[Records]
★ ★ ★ ★

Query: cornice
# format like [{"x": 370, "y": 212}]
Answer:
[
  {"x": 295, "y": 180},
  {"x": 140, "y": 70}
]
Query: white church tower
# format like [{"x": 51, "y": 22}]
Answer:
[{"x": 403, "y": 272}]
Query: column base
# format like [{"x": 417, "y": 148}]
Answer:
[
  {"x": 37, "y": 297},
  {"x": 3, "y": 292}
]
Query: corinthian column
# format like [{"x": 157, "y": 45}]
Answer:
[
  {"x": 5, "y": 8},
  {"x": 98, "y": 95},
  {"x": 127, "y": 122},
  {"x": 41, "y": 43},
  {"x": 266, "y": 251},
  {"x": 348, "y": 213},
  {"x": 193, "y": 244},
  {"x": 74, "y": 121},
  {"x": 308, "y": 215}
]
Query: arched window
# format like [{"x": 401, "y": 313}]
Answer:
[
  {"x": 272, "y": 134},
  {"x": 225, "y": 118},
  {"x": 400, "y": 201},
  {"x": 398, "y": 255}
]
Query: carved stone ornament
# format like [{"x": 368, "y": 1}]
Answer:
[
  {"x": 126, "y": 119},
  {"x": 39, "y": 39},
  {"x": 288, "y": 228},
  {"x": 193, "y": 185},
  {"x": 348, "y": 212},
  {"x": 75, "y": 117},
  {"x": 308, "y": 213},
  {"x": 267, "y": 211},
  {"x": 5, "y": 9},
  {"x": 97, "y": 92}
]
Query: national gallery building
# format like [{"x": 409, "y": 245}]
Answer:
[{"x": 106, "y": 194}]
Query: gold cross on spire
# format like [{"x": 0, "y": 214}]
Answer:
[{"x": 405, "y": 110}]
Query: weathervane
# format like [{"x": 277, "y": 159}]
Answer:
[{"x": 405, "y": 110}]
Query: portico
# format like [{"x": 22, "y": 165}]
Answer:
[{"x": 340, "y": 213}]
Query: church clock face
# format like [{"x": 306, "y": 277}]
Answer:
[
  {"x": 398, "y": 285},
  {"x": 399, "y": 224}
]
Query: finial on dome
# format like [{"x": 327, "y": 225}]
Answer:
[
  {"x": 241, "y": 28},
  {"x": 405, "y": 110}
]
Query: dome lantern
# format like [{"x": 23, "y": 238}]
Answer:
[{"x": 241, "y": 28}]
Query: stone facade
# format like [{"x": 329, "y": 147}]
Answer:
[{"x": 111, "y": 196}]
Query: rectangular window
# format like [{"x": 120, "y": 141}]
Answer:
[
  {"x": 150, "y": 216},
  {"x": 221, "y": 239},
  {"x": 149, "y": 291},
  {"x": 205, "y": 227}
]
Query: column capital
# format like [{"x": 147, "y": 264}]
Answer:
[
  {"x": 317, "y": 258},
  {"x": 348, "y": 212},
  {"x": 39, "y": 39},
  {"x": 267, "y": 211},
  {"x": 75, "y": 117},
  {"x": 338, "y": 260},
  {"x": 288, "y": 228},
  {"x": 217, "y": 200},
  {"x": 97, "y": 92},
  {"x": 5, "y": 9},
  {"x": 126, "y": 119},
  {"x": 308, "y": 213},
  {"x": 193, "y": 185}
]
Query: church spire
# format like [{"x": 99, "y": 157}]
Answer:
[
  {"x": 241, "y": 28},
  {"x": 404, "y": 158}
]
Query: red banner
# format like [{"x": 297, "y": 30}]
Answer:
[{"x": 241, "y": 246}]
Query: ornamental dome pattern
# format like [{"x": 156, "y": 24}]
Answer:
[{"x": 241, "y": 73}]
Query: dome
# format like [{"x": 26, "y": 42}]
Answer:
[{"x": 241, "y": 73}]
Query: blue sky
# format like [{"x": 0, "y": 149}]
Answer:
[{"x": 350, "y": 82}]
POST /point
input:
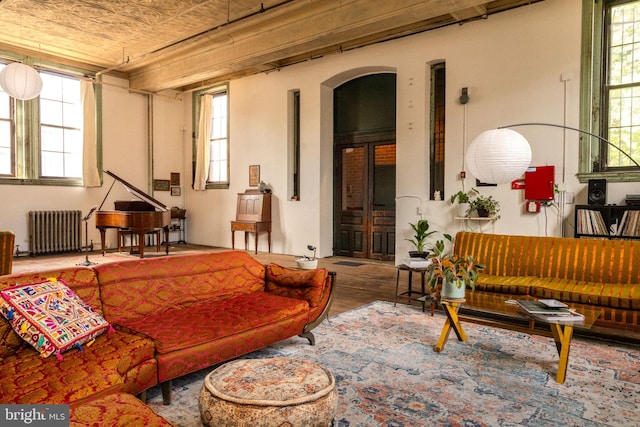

★ ★ ★ ★

_TO DO_:
Recast every line of the records above as a Markdown table with the columns Row and Line, numbering the rows and omitting blank lines. Leave the pictures out of your answer.

_ANSWER TO THE TASK_:
| Row | Line |
|---|---|
| 1 | Query: cornice |
| 2 | # format like [{"x": 370, "y": 212}] |
| 3 | Answer: |
| 4 | [ |
| 5 |   {"x": 295, "y": 180}, |
| 6 |   {"x": 140, "y": 70} |
| 7 | ] |
| 8 | Query: white church tower |
| 9 | # format like [{"x": 51, "y": 22}] |
| 10 | Answer: |
| 11 | [{"x": 403, "y": 272}] |
| 12 | Query: column base |
| 13 | # format like [{"x": 417, "y": 148}] |
| 14 | Answer: |
| 15 | [ |
| 16 |   {"x": 37, "y": 297}, |
| 17 |   {"x": 3, "y": 292} |
| 18 | ] |
| 19 | Query: corinthian column |
| 20 | # format like [{"x": 157, "y": 45}] |
| 21 | Answer: |
| 22 | [ |
| 23 |   {"x": 5, "y": 8}, |
| 24 |   {"x": 98, "y": 95}, |
| 25 |   {"x": 127, "y": 122}, |
| 26 |   {"x": 41, "y": 43}, |
| 27 |   {"x": 266, "y": 251}, |
| 28 |   {"x": 348, "y": 213}, |
| 29 |   {"x": 193, "y": 244}, |
| 30 |   {"x": 74, "y": 121}, |
| 31 |   {"x": 308, "y": 215} |
| 32 | ] |
| 33 | Query: arched window |
| 34 | # format like [{"x": 401, "y": 313}] |
| 35 | Answer: |
| 36 | [ |
| 37 |   {"x": 272, "y": 134}, |
| 38 |   {"x": 225, "y": 118}, |
| 39 |   {"x": 400, "y": 201}, |
| 40 |   {"x": 398, "y": 255} |
| 41 | ] |
| 42 | Query: carved stone ornament |
| 43 | # format like [{"x": 368, "y": 1}] |
| 44 | Answer: |
| 45 | [ |
| 46 |   {"x": 126, "y": 119}, |
| 47 |   {"x": 39, "y": 39}, |
| 48 |   {"x": 288, "y": 228}, |
| 49 |   {"x": 193, "y": 185}, |
| 50 |   {"x": 348, "y": 212}, |
| 51 |   {"x": 75, "y": 117}, |
| 52 |   {"x": 308, "y": 213}, |
| 53 |   {"x": 267, "y": 211}, |
| 54 |   {"x": 5, "y": 9}, |
| 55 |   {"x": 97, "y": 92} |
| 56 | ] |
| 57 | Query: national gallery building |
| 58 | # format like [{"x": 409, "y": 245}] |
| 59 | Answer: |
| 60 | [{"x": 106, "y": 194}] |
| 61 | Query: gold cross on spire |
| 62 | # format like [{"x": 0, "y": 214}] |
| 63 | Answer: |
| 64 | [{"x": 405, "y": 110}] |
| 65 | Query: weathervane |
| 66 | # format like [{"x": 277, "y": 159}] |
| 67 | Answer: |
| 68 | [{"x": 405, "y": 110}] |
| 69 | Query: portico |
| 70 | # format like [{"x": 22, "y": 165}] |
| 71 | Answer: |
| 72 | [{"x": 340, "y": 213}] |
| 73 | Query: church clock face |
| 74 | # format like [{"x": 306, "y": 277}] |
| 75 | Answer: |
| 76 | [ |
| 77 |   {"x": 398, "y": 285}, |
| 78 |   {"x": 399, "y": 224} |
| 79 | ] |
| 80 | Query: finial on dome |
| 81 | # format like [{"x": 327, "y": 225}] |
| 82 | Answer: |
| 83 | [ |
| 84 |   {"x": 241, "y": 28}, |
| 85 |   {"x": 405, "y": 110} |
| 86 | ] |
| 87 | Query: dome lantern |
| 88 | # format like [{"x": 23, "y": 238}] |
| 89 | Answer: |
| 90 | [{"x": 241, "y": 28}] |
| 91 | Query: stone facade |
| 92 | # format like [{"x": 329, "y": 147}] |
| 93 | Answer: |
| 94 | [{"x": 111, "y": 196}] |
| 95 | Query: rectangular window |
| 96 | # format like [{"x": 120, "y": 141}] |
| 97 | Answer: |
| 98 | [ |
| 99 |   {"x": 150, "y": 216}, |
| 100 |   {"x": 221, "y": 239}, |
| 101 |   {"x": 149, "y": 291}, |
| 102 |   {"x": 205, "y": 227} |
| 103 | ] |
| 104 | Query: column capital |
| 105 | # format like [{"x": 147, "y": 264}] |
| 106 | Answer: |
| 107 | [ |
| 108 |   {"x": 317, "y": 258}, |
| 109 |   {"x": 348, "y": 212}, |
| 110 |   {"x": 39, "y": 39}, |
| 111 |   {"x": 267, "y": 211}, |
| 112 |   {"x": 75, "y": 117}, |
| 113 |   {"x": 338, "y": 260}, |
| 114 |   {"x": 288, "y": 228}, |
| 115 |   {"x": 217, "y": 200}, |
| 116 |   {"x": 97, "y": 92}, |
| 117 |   {"x": 5, "y": 9}, |
| 118 |   {"x": 126, "y": 119}, |
| 119 |   {"x": 308, "y": 213}, |
| 120 |   {"x": 193, "y": 185} |
| 121 | ] |
| 122 | Query: church spire |
| 123 | # format like [{"x": 99, "y": 157}] |
| 124 | Answer: |
| 125 | [ |
| 126 |   {"x": 241, "y": 28}, |
| 127 |   {"x": 404, "y": 158} |
| 128 | ] |
| 129 | Query: red banner |
| 130 | # format like [{"x": 297, "y": 30}] |
| 131 | Answer: |
| 132 | [{"x": 241, "y": 246}] |
| 133 | Query: ornamental dome pattern |
| 134 | # format like [{"x": 156, "y": 24}] |
| 135 | Answer: |
| 136 | [{"x": 241, "y": 73}] |
| 137 | Query: dome |
| 138 | # format like [{"x": 26, "y": 42}] |
| 139 | Answer: |
| 140 | [{"x": 241, "y": 73}] |
| 141 | Query: blue sky |
| 142 | # format like [{"x": 0, "y": 149}] |
| 143 | Answer: |
| 144 | [{"x": 350, "y": 82}] |
| 145 | POST /point |
| 146 | input: |